(Records from a point labeling set)

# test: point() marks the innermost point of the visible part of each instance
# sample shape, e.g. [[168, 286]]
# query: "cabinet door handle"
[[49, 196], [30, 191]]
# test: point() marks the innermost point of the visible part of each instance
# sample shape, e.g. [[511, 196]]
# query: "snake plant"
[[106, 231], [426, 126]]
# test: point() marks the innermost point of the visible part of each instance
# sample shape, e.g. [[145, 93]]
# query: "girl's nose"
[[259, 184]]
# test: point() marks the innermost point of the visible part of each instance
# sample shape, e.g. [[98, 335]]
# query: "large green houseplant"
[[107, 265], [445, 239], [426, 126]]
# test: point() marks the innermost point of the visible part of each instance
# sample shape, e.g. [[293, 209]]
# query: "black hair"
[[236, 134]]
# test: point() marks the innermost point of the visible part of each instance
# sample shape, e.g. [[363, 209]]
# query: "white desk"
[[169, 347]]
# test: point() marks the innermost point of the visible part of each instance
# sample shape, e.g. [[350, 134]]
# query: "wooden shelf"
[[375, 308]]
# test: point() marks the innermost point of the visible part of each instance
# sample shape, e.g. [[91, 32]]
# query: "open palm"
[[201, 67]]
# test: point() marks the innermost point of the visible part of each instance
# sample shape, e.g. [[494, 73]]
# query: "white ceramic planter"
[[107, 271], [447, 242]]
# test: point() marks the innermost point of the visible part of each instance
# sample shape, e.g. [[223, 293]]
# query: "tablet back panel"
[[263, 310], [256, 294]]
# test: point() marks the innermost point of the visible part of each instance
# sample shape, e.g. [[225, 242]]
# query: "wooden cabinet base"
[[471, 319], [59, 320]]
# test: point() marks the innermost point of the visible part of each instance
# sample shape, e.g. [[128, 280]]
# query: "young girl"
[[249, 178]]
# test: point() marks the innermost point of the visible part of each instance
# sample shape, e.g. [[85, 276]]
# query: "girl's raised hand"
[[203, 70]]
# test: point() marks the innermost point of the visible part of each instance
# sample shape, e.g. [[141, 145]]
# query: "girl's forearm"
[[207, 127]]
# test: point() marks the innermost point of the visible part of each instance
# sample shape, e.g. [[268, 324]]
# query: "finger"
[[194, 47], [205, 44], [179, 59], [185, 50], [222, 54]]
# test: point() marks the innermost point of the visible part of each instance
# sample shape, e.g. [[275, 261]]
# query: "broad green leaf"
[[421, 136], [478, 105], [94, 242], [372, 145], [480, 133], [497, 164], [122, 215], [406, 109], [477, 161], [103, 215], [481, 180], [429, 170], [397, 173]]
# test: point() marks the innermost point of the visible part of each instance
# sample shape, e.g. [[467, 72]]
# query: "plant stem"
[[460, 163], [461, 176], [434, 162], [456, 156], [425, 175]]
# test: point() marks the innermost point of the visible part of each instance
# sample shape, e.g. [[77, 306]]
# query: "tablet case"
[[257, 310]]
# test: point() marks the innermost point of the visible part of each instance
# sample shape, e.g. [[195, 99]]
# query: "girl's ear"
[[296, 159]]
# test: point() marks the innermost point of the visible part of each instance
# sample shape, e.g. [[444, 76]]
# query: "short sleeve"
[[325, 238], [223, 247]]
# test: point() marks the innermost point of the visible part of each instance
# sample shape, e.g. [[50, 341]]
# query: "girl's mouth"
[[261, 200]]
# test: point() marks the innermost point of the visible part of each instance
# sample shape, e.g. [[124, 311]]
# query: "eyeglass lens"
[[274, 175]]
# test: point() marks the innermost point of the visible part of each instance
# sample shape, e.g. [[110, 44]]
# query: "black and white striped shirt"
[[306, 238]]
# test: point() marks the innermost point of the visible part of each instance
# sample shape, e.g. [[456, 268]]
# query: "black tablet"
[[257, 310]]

**The exercise**
Pull out each line of the records above that contains the word "girl". Treat uppercase and lowercase as different.

**Response to the exercise**
# query: "girl's nose"
# query: "young girl"
# query: "girl's raised hand"
# query: "girl's forearm"
# query: "girl's ear"
# query: "girl's mouth"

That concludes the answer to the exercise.